## Exercise task
Return every line of the data below word for word, but omit any picture.

* * * * *

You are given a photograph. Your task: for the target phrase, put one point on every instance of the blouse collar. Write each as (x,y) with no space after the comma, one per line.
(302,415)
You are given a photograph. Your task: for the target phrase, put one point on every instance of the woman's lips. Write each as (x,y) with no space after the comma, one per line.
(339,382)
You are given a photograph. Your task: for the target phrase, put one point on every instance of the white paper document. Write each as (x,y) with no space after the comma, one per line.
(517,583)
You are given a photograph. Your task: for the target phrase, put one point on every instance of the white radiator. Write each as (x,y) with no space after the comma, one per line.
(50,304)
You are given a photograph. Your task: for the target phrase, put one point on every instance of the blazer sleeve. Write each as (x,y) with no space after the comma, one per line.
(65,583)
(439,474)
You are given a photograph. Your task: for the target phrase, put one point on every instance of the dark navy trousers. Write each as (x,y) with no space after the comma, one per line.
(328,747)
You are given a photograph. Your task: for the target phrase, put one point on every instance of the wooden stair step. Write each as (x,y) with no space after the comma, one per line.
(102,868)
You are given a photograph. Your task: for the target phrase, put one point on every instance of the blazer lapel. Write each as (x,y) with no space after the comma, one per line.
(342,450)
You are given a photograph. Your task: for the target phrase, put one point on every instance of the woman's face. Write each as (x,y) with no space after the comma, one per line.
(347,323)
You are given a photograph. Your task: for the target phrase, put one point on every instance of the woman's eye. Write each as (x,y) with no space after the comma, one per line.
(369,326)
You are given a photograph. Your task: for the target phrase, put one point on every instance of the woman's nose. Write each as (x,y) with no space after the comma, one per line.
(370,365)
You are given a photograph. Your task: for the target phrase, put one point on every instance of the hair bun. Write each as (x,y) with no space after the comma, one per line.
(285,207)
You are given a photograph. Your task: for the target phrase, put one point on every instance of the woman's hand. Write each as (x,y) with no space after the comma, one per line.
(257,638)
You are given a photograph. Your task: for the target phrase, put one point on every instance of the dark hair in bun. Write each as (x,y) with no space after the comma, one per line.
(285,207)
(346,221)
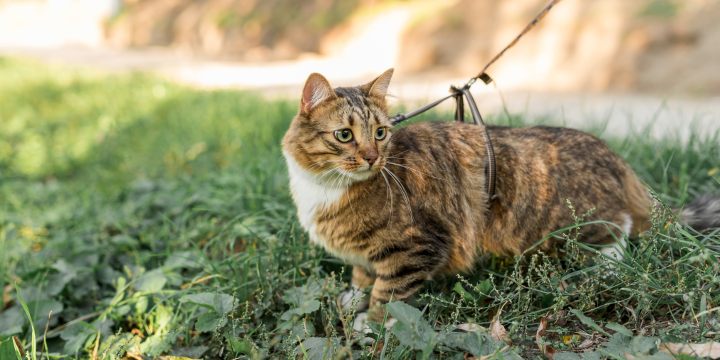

* * * * *

## Exercise output
You are given a photograph. Your task: for the target phrase, put one point on every instance of the blouse collar. Write each as (x,y) with no space after the comma, one per line.
(302,415)
You are given a photograph. Your task: for the target phrase, put one point on every instance of the woman's lips. Write each as (x,y) with no space after the comma, one per line.
(339,382)
You are given a photograph. Your task: for the target phrase, put one point on every instance of the white paper document. Write each as (x,y) with no space after the comma, one per line.
(517,583)
You are given a photograph. Your task: for the target phrase, put one point on every instance of the white radiator. Write each as (x,y) with no space after the comma, one per line.
(50,304)
You are given a photograph. Your task: for the target phrase, put one point on every instance of the blazer sleeve. Write each as (x,y) with no space after the comma, one per line.
(65,583)
(439,474)
You are given a photograph. Your task: for the target phrase, put one point on every instance of the dark navy trousers. Write each as (x,y) with no space after the comma, one per line.
(328,747)
You are given a photograph. Your task: for the target phrase, put one point on every instance of the wooden stair step. Write each as (x,y) with no space after the comma, one per line.
(102,868)
You are given a photograph. Your task: for the target phrase, put one point on every instance of the blazer lapel. Write each as (x,y) with no space after the comma, one per line.
(342,450)
You are given a photograph. Your task: for the target phrase, put one point on every instance of the woman's face. Write each as (x,y) with no space after the comma, one per line.
(347,323)
You are given a photograph. Your task: for the target phrase, put one point on every instance of the woman's eye. Write each as (x,y) with no space after the comma, one per line.
(369,326)
You are given a photograph. Your task: for the target phrase, put one point on every instance of the woman's nose. Write each as (x,y) with no space after the comma, one per line.
(370,365)
You are given a photograph. Your task: for the target phrase, put one point on every instance of the hair bun. Write each as (x,y) with no space after the comma, one per line.
(285,207)
You are given a photograph. Your task: for the target phrase, put one point on every instance of the woman's hand. Write each as (x,y) with no space after the comma, one per line.
(257,638)
You are given a photograph. Your task: for the target phrase, put one point on every instance of the dark hair in bun. Write each as (x,y) with no space after the comma, one per line.
(285,207)
(346,221)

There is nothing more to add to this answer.